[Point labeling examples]

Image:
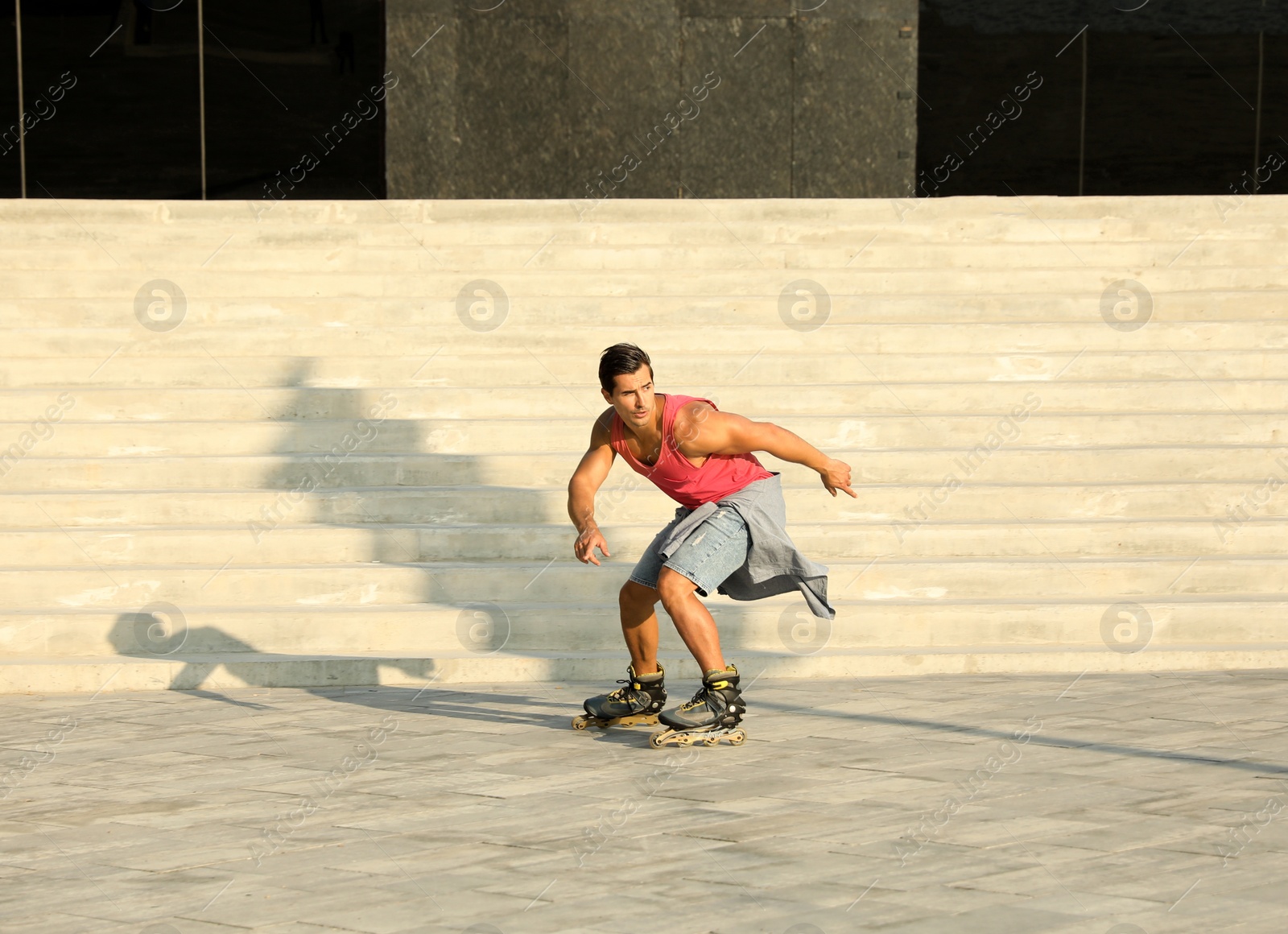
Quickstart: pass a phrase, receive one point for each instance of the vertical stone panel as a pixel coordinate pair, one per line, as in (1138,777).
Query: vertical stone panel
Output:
(741,147)
(420,118)
(856,120)
(629,55)
(512,113)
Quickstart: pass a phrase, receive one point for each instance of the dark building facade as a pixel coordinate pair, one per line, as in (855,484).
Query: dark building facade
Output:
(642,98)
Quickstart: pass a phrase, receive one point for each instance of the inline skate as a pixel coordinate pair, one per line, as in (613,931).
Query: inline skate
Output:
(639,701)
(712,715)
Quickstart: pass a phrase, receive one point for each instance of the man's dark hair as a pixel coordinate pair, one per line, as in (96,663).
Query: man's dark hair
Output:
(621,360)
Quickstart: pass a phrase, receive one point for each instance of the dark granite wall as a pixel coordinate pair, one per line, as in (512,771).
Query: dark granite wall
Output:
(650,98)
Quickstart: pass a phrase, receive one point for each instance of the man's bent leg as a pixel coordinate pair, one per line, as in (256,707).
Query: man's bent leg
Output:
(639,625)
(692,618)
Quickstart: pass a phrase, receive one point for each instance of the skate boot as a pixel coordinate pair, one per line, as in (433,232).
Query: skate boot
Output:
(710,717)
(639,701)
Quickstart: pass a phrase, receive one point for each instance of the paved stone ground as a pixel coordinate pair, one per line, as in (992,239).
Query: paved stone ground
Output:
(1126,804)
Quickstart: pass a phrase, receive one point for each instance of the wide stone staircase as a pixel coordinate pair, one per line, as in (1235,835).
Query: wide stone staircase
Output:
(328,444)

**Work to be completed:** Render the lines as a Markdown table with the columns Row and Line. Start with the line that contains "as in (613,931).", continue through the last line, and leave out any blank lines.

**Finished answer:**
| Row | Line |
|---|---|
| 1 | Quickstart: pass a phrase, receive one point for each instance of the inline skate as a pixel coordinate pair, one per line, as in (613,931). |
| 2 | Query: inline skate |
| 3 | Output: |
| 4 | (639,701) |
| 5 | (712,715) |
| 6 | Quickstart: pass a phrase, receive one point for each instance of the man's dark hair as a pixel coordinate pair, one per line, as in (96,663). |
| 7 | Query: man's dark hair |
| 8 | Output: |
| 9 | (621,360) |
| 10 | Quickstart: pass a phrase, receive one point for each instance of the dark granite wall as a pixel coordinate pair, one per line, as in (512,771). |
| 11 | Query: dark granite wall |
| 12 | Output: |
| 13 | (650,98) |
| 14 | Quickstart: pass a phrase, receive one point for each instance of the man's bent leg as a pixel coordinate pair, one per line, as in (256,707). |
| 15 | Query: man's bent leg |
| 16 | Output: |
| 17 | (639,625) |
| 18 | (692,618) |
| 19 | Quickstart: pass a phrase, receive one point for each instance of the skate boot as a pixel coordinate pair, one per line, as in (433,232). |
| 20 | Query: skate boot |
| 21 | Output: |
| 22 | (710,717) |
| 23 | (639,701) |
| 24 | Quickstart: pass a phrase, receive one point for each instance of the paved stone ground as a pixel coordinate pair, one per line, as in (992,239). |
| 25 | Query: paved stone ground |
| 26 | Output: |
| 27 | (1126,804) |
| 28 | Quickstart: pass a phrase, receive one point for each instance of the wide stone staircase as a pixel coordinate pair, one per line, as in (1235,835). |
| 29 | Query: wide stone staircase |
| 30 | Output: |
| 31 | (328,444) |